:: Your goal ::
Reproduce every line of the listing below exactly.

:: Information supplied ::

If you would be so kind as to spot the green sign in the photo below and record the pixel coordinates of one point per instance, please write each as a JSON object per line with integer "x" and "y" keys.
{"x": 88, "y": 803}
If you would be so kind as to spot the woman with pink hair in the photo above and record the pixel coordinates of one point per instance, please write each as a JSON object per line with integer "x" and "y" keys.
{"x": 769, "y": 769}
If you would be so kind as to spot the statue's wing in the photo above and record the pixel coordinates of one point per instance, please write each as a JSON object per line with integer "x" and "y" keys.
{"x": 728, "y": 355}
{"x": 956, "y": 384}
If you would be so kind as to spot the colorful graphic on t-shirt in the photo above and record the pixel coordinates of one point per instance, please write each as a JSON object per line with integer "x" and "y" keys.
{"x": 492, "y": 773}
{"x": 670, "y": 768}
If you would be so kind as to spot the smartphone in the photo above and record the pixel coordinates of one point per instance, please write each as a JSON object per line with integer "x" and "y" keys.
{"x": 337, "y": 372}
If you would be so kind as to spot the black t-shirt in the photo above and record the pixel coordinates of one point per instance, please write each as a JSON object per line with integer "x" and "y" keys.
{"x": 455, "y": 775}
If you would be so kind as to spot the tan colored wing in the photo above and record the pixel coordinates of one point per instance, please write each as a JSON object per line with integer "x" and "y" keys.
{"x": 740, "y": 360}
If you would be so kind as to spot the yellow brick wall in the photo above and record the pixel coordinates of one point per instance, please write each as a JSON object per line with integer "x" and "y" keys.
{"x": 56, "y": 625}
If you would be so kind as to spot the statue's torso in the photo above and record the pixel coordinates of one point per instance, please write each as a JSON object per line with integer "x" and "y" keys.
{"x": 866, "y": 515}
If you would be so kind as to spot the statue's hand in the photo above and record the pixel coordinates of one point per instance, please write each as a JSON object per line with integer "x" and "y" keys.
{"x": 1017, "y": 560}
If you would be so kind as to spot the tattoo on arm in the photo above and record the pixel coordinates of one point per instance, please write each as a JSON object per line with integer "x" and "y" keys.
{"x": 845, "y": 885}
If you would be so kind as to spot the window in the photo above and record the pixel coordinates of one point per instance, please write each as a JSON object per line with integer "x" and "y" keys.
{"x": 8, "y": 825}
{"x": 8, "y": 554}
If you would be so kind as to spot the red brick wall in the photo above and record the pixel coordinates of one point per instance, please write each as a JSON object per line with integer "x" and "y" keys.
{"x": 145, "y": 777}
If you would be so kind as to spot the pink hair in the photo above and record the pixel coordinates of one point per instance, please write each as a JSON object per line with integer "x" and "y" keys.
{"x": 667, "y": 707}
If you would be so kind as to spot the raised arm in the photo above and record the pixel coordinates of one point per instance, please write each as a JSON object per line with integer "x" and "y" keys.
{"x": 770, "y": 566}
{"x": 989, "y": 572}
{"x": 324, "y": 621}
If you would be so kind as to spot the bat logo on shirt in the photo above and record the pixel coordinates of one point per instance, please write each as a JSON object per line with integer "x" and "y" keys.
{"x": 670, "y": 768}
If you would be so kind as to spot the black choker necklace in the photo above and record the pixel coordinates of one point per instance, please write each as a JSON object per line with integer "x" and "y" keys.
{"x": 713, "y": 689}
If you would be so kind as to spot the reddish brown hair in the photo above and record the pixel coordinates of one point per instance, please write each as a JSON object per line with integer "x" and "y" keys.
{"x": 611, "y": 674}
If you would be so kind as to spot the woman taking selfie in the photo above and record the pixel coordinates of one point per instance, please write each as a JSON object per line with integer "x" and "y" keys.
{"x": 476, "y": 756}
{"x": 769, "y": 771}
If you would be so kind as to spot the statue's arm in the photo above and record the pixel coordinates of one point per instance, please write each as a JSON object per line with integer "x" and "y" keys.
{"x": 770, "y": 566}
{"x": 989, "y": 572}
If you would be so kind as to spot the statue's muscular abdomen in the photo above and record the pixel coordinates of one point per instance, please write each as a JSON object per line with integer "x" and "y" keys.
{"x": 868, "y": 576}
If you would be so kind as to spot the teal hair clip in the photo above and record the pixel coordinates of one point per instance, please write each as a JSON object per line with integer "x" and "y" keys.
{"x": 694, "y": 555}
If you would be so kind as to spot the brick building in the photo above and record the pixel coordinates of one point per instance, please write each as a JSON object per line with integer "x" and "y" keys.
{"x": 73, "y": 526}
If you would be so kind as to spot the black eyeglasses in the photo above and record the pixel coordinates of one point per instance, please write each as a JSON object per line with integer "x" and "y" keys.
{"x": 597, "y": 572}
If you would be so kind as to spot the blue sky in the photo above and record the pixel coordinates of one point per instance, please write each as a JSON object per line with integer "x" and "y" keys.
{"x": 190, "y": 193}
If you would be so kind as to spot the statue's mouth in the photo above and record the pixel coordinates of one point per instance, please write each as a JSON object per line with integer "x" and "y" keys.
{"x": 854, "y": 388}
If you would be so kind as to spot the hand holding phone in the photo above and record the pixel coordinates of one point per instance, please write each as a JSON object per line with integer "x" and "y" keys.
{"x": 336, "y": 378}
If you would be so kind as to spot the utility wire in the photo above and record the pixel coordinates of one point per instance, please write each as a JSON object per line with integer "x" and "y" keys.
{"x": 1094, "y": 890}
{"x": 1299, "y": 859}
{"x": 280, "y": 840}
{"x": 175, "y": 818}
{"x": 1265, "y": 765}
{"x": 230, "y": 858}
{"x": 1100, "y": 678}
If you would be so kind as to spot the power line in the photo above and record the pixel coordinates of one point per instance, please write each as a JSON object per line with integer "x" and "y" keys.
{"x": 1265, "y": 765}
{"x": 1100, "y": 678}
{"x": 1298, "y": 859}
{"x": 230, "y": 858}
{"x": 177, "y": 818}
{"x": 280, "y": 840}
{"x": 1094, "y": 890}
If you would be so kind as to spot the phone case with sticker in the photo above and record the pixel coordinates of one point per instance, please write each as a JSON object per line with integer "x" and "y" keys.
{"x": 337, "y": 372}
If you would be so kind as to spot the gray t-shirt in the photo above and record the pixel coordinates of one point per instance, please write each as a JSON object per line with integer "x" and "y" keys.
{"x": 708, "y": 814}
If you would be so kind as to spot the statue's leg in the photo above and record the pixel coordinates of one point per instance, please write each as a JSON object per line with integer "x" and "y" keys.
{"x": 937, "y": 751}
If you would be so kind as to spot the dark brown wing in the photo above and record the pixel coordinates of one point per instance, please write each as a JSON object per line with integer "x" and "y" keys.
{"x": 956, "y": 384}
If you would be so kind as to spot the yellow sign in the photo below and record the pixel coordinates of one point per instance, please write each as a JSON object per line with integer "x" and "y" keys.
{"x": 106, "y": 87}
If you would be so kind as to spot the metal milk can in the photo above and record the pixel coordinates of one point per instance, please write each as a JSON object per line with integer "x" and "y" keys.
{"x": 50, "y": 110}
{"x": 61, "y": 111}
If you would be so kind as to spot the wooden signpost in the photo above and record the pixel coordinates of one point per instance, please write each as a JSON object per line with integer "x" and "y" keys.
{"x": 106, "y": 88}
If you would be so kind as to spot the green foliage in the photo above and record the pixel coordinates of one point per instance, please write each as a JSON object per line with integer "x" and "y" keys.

:: Your solution ::
If you would be so kind as to spot the green sign in the photo below and record the pixel coordinates of one point per instance, please write each as a JSON object per line with integer "x" and "y" keys.
{"x": 88, "y": 803}
If you would be so kind as to spot the woman with pink hair in the photo above and record the pixel coordinates of one point per instance, please write each as a JSON object per line with integer "x" and "y" keys.
{"x": 769, "y": 769}
If you would be so kind as to spot the statue's wing in the photo above and record the pixel coordinates of one point per instance, please write each as a JSON object per line with integer "x" and "y" keys.
{"x": 728, "y": 355}
{"x": 956, "y": 384}
If you would be so kind as to spot the colorful graphic on t-shirt in the photo above and record the pixel coordinates of one point per instance, please write each as a JSON object per line with integer "x" and "y" keys.
{"x": 492, "y": 773}
{"x": 670, "y": 768}
If you would be so kind as to spot the smartphone in the photo above and record the pixel coordinates of one point per instance, please write each as a JSON object per line with integer "x" and "y" keys.
{"x": 337, "y": 372}
If you would be so kind as to spot the black t-shirt in the photo above and record the pixel coordinates of one point per instance, please write each as a JSON object per line with integer "x" and "y" keys.
{"x": 455, "y": 775}
If you would be so kind as to spot the tan colored wing in the photo above and record the pixel coordinates of one point per instance, please write each as a JSON object per line with integer "x" and "y" keys.
{"x": 740, "y": 360}
If you would be so kind as to spot the yellow brick wall in the photo above and record the pixel coordinates of one point per instance, please write each as a JSON object per line with integer "x" and "y" keys.
{"x": 56, "y": 625}
If you would be so kind as to spot the statue's torso in the photo above and record the pixel coordinates of one point per instance, please write each as a JSON object per line with integer "x" and "y" keys.
{"x": 866, "y": 515}
If you would be so kind as to spot the statue's hand in the photo above and record the pixel coordinates of one point per instance, please write each as a JSON object per line with integer "x" and "y" keys.
{"x": 1017, "y": 560}
If you would be so kind as to spot the tattoo on arm in the photo above and record the pixel coordinates of one point per instance, please write each as a JSON object per line with integer "x" and "y" keys.
{"x": 845, "y": 885}
If you would be so kind as to spot the window in the photo above and record the pixel coordinates of one point per instance, please write each as a JSON object per line with integer "x" and "y" keys.
{"x": 8, "y": 825}
{"x": 8, "y": 554}
If you would be so kind as to spot the red brick wall in the photo above and record the pixel coordinates of one point per instance, please write each as a JSON object per line with integer "x" and "y" keys.
{"x": 145, "y": 777}
If you would be so kind as to spot the pink hair in the photo above and record the pixel coordinates of one point per instance, please write each as a JSON object per line with integer "x" and "y" keys.
{"x": 667, "y": 707}
If you would be so kind as to spot the raised arm in the photo above and record the pixel coordinates of one point per instance, please write each as a JSON object per line with integer "x" and "y" keys.
{"x": 770, "y": 566}
{"x": 989, "y": 572}
{"x": 324, "y": 621}
If you would be so kind as to spot the bat logo on shirt in the photo above and record the pixel coordinates of one point per instance, please write each as a JSON object per line with integer "x" and "y" keys.
{"x": 670, "y": 768}
If you would be so kind as to spot the black choker necklace in the photo above and record the pixel coordinates of one point per instance, please write each as a JSON object per line with integer "x" and "y" keys.
{"x": 713, "y": 689}
If you would be so kind as to spot the reddish brown hair in the photo above and record the pixel coordinates of one point per instance, please write each as a JSON object per line with integer "x" and "y" keys.
{"x": 611, "y": 674}
If you would be so kind as to spot the woman taking selfie in the photo above and record the pixel coordinates of one point per instance, please write each as a JSON object per line with integer "x" and "y" keys.
{"x": 476, "y": 756}
{"x": 769, "y": 771}
If you would be so kind as to spot the statue's arm in the photo above and record the pixel coordinates of one point per instance, please write each as a JSON object per line with integer "x" and "y" keys.
{"x": 770, "y": 566}
{"x": 989, "y": 572}
If you would be so kind as to spot the statue's muscular abdomen in the photo above and record the pixel coordinates of one point per instance, please write each as a JSON object per line with integer "x" and "y" keys.
{"x": 868, "y": 576}
If you would be so kind as to spot the teal hair clip in the photo above and record the pixel coordinates of one point per instance, please write each as a JSON object per line with integer "x" and "y" keys.
{"x": 694, "y": 555}
If you would be so kind as to spot the brick building in the photo above and record the pixel coordinates of one point per instance, please write each as a JSON object per line with integer "x" and "y" keys.
{"x": 73, "y": 526}
If you would be so kind as to spot the black eyeglasses in the photo above and record the pixel coordinates of one point per instance, please write each as a JSON object per line with integer "x" and "y" keys.
{"x": 597, "y": 572}
If you would be so kind as to spot the blue sky in the photo above and record the pixel coordinates of one point per instance, please write each as a JSON object per line with integer "x" and "y" keys.
{"x": 190, "y": 193}
If you would be so kind as to spot the statue's mouth in the photo above and record the pixel coordinates of one point per instance, please write each as a JSON object per line with integer "x" and "y" keys.
{"x": 854, "y": 388}
If you would be so kind as to spot the hand holding phone in the photo above and record the pixel coordinates of one point per instance, please write each as a JSON object per line with integer "x" and "y" keys.
{"x": 336, "y": 378}
If you would be so kind as to spot the utility wire in the photo above and record the pixel coordinates of one point per instance, please write each as a JSON object per line with integer "x" and "y" keys.
{"x": 1094, "y": 890}
{"x": 1299, "y": 859}
{"x": 280, "y": 840}
{"x": 175, "y": 818}
{"x": 1265, "y": 765}
{"x": 230, "y": 858}
{"x": 1100, "y": 678}
If you would be so kind as to spot the power line in the photo above and record the pixel coordinates of one point per instance, please write each as a JSON object per line with integer "x" and "y" keys.
{"x": 1265, "y": 765}
{"x": 1100, "y": 678}
{"x": 1298, "y": 859}
{"x": 230, "y": 858}
{"x": 177, "y": 818}
{"x": 280, "y": 840}
{"x": 1094, "y": 890}
If you would be so kind as to spot the phone case with sticker in the photo above and record the pixel coordinates of one point per instance, please write each as a JSON object per line with integer "x" and "y" keys.
{"x": 337, "y": 372}
If you would be so kind as to spot the gray t-shirt in the photo above and record the pixel coordinates of one point per instance, please write each as a JSON object per line with integer "x" and "y" keys.
{"x": 708, "y": 814}
If you would be so kind as to spot the statue's leg in the photo above and record the pixel coordinates of one point per instance, please write each as a JSON object per line with integer "x" and "y" keys.
{"x": 937, "y": 751}
If you would be so kind as to spot the dark brown wing in the photo above and record the pixel coordinates of one point per instance, please write each as a JSON object per line with integer "x" and "y" keys.
{"x": 956, "y": 384}
If you would be so kind as to spot the yellow sign in the photo below and record the pixel coordinates of one point per instance, please write each as a JSON object per line with integer "x" and "y" keys.
{"x": 106, "y": 87}
If you would be so kind as to spot the metal milk can in the photo above and record the pixel coordinates of one point per instance, please write each as a JSON object per line with integer "x" and "y" keys.
{"x": 50, "y": 110}
{"x": 61, "y": 111}
If you would be so kind as to spot the wooden signpost in the photo above and record the pixel coordinates of one point per instance, please write each as a JSON object per line with integer "x" and "y" keys.
{"x": 106, "y": 88}
If you would be so kind as to spot the green foliage in the photo above and record the pixel coordinates of one point per instance, please write each as a JSON object per line with integer "x" and "y" keys.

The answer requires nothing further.